TO DO:
Arrange every entry below as a numbered list, leaving out any blank lines.

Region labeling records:
• • •

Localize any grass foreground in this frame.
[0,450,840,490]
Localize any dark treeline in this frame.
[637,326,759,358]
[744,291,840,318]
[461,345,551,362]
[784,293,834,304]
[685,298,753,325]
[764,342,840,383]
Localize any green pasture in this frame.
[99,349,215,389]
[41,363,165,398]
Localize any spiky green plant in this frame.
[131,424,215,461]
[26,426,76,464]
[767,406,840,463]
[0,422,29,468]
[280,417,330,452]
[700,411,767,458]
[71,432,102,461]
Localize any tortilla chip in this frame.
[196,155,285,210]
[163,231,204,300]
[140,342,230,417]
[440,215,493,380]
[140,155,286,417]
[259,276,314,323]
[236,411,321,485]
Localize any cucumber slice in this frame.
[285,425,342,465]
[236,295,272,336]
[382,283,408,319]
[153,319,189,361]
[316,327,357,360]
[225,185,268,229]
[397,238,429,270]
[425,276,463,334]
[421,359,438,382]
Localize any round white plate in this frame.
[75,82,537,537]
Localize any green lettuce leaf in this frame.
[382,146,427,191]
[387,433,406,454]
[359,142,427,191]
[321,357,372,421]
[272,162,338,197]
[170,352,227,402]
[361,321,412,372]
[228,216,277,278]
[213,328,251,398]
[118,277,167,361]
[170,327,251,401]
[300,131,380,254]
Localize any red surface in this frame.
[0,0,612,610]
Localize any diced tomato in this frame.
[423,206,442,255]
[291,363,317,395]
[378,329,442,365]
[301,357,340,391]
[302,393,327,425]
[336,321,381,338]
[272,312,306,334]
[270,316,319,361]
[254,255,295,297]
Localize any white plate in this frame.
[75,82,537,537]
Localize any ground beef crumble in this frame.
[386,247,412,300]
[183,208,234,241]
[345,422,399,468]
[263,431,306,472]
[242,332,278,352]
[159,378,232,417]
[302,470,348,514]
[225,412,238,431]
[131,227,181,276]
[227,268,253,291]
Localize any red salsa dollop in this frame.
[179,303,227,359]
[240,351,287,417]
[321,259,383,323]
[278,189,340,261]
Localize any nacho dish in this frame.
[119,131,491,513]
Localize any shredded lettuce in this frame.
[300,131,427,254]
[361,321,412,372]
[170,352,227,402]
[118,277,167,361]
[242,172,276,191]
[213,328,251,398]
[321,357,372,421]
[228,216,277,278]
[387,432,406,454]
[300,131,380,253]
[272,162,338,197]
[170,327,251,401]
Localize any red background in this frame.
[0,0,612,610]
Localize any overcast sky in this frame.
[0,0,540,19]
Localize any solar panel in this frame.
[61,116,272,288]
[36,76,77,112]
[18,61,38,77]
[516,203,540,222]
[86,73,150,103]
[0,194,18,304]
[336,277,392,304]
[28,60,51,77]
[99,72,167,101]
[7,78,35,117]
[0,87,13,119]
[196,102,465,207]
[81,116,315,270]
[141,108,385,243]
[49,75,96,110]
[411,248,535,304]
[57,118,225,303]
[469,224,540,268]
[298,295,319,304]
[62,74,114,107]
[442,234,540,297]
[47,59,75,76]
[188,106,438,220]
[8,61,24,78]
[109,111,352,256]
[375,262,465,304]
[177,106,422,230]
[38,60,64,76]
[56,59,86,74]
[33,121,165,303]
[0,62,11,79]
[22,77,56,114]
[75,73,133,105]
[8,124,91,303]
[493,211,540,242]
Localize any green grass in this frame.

• • •

FULL SOLUTION:
1. Localize any grass foreground in this frame.
2. [0,450,840,490]
3. Localize any dark treeline in this frame.
4. [637,326,759,358]
5. [744,291,840,318]
6. [461,345,551,362]
7. [784,293,834,304]
8. [685,298,753,325]
9. [764,342,840,383]
10. Localize any green pasture in this frame.
11. [99,349,215,389]
12. [41,363,165,398]
13. Localize any spiky green plant in this frame.
14. [131,424,215,461]
15. [26,426,76,464]
16. [767,406,840,463]
17. [0,422,29,468]
18. [280,417,330,452]
19. [700,411,767,458]
20. [71,432,102,461]
21. Localize any tortilla chip in this frame.
22. [196,155,285,210]
23. [163,231,204,300]
24. [140,342,230,417]
25. [440,215,493,380]
26. [140,155,286,417]
27. [259,276,314,323]
28. [236,411,321,485]
29. Localize any cucumber slice in this frame.
30. [285,425,342,465]
31. [236,295,272,336]
32. [382,283,408,319]
33. [153,319,189,361]
34. [316,327,357,360]
35. [225,185,268,229]
36. [397,238,429,270]
37. [425,276,463,334]
38. [421,359,438,382]
39. Localize any round white plate in this frame.
40. [75,82,537,537]
41. Localize any green lettuce leaf in this frame.
42. [382,146,427,191]
43. [387,433,406,454]
44. [359,142,427,191]
45. [321,357,372,421]
46. [272,162,338,197]
47. [170,352,227,402]
48. [361,321,412,372]
49. [228,216,277,278]
50. [213,328,251,398]
51. [118,277,167,361]
52. [170,327,251,401]
53. [300,131,380,254]
54. Localize any red surface in this frame.
55. [0,0,612,610]
56. Localize any diced tomato in this frame.
57. [423,206,442,255]
58. [291,363,317,395]
59. [378,329,442,365]
60. [301,357,340,391]
61. [302,393,327,425]
62. [336,321,381,338]
63. [272,312,306,334]
64. [270,316,319,361]
65. [254,255,295,297]
66. Localize any white plate in this frame.
67. [75,82,537,537]
68. Localize any ground beef crumble in this frame.
69. [386,247,412,300]
70. [183,208,234,241]
71. [345,422,399,468]
72. [263,431,306,472]
73. [242,332,278,352]
74. [159,378,232,417]
75. [302,470,348,514]
76. [225,412,238,431]
77. [131,227,181,276]
78. [227,268,253,291]
79. Localize any red salsa dollop in this frame.
80. [179,303,227,359]
81. [240,351,287,417]
82. [321,259,383,323]
83. [278,189,340,261]
84. Localize any nacho dish in this frame.
85. [119,131,491,513]
86. Localize any shredded lettuce in this frame.
87. [300,131,427,254]
88. [361,321,412,372]
89. [170,352,227,402]
90. [118,277,167,361]
91. [242,172,276,191]
92. [213,328,251,398]
93. [321,357,372,421]
94. [228,216,277,278]
95. [387,432,406,454]
96. [300,131,380,253]
97. [272,162,338,197]
98. [170,327,251,401]
99. Localize any red background in this frame.
100. [0,0,612,610]
101. Localize any overcast sky in this frame.
102. [0,0,540,19]
103. Localize any solar panel in this frame.
104. [61,116,272,288]
105. [36,76,77,112]
106. [18,61,38,77]
107. [516,203,540,222]
108. [86,73,150,103]
109. [0,194,18,304]
110. [336,277,392,304]
111. [28,60,51,77]
112. [99,72,167,101]
113. [7,78,35,117]
114. [0,87,13,119]
115. [196,102,465,207]
116. [81,116,315,270]
117. [141,108,385,243]
118. [49,75,96,110]
119. [411,248,535,304]
120. [57,118,225,303]
121. [469,224,540,268]
122. [298,295,319,304]
123. [62,74,114,107]
124. [442,234,540,297]
125. [47,59,75,76]
126. [188,106,438,220]
127. [8,61,24,78]
128. [109,111,352,256]
129. [375,262,465,304]
130. [177,106,422,230]
131. [38,60,64,76]
132. [56,59,86,74]
133. [33,121,165,303]
134. [0,62,11,79]
135. [22,77,56,114]
136. [75,73,133,105]
137. [8,124,91,303]
138. [493,211,540,242]
139. Localize any green grass in this frame.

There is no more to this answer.